◆ Provided passage:

>>

El-Newary SA(1), Afifi SM(2), Aly MS(3), Ahmed RF(4), El Gendy AEG(1), Abd-ElGawad AM(5), Farag MA(6)(7), Elgamal AM(8), Elshamy AI(4). Author information:
(1)Medicinal and Aromatic Plants Research Department, National Research Centre,
33 El Bohouth St., Dokki, Giza 12622, Egypt.
(2)Pharmacognosy Department, Faculty of Pharmacy, University of Sadat City,
Sadat City 32897, Egypt.
(3)Department of Animal Reproduction and Artificial Insemination, National
Research Centre, 33 El Bohouth St., Dokki, Giza 12622, Egypt.
(4)Chemistry of Natural Compounds Department, National Research Centre, 33 El
Bohouth St., Dokki, Giza 12622, Egypt.
(5)Department of Botany, Faculty of Science, Mansoura University, Mansoura
(6)Pharmacognosy Department, College of Pharmacy, Cairo University, Kasr el Aini
St., Cairo P.B. 11562, Egypt.
(7)Chemistry Department, School of Sciences & Engineering, The American
University in Cairo, New Cairo 11835, Egypt.
(8)Department of Chemistry of Microbial and Natural Products, 33 El-Bohouth St.,
Dokki, Giza 12622, Egypt.

<<

◆ What you will do:
**a.** Reproduce the author information word for word, from "(2)Pharmacognosy Department, Faculty" to "P.B. 11562, Egypt.".
**b.** According to the author information, which department and faculty at the University of Sadat City are listed?

◆ Data block:
>>

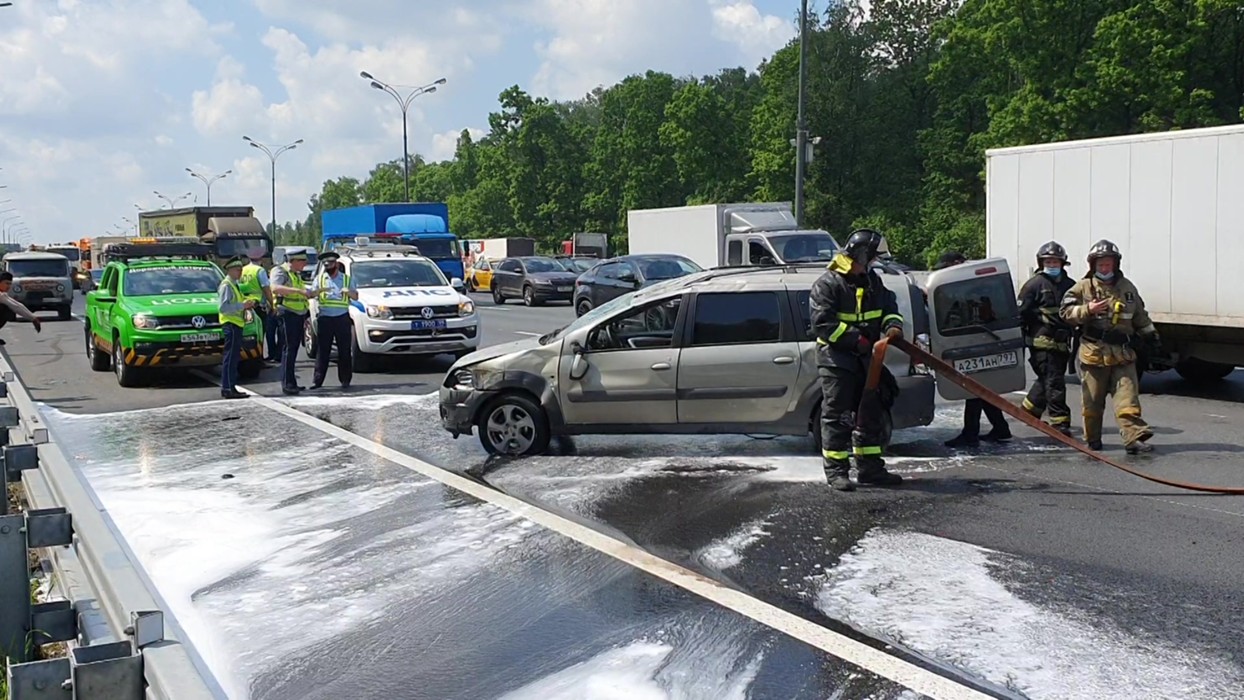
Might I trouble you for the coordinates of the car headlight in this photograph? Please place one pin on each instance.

<<

◆ Task answers:
**a.**
(2)Pharmacognosy Department, Faculty of Pharmacy, University of Sadat City,
Sadat City 32897, Egypt.
(3)Department of Animal Reproduction and Artificial Insemination, National
Research Centre, 33 El Bohouth St., Dokki, Giza 12622, Egypt.
(4)Chemistry of Natural Compounds Department, National Research Centre, 33 El
Bohouth St., Dokki, Giza 12622, Egypt.
(5)Department of Botany, Faculty of Science, Mansoura University, Mansoura
(6)Pharmacognosy Department, College of Pharmacy, Cairo University, Kasr el Aini
St., Cairo P.B. 11562, Egypt.

**b.** The Pharmacognosy Department, Faculty of Pharmacy.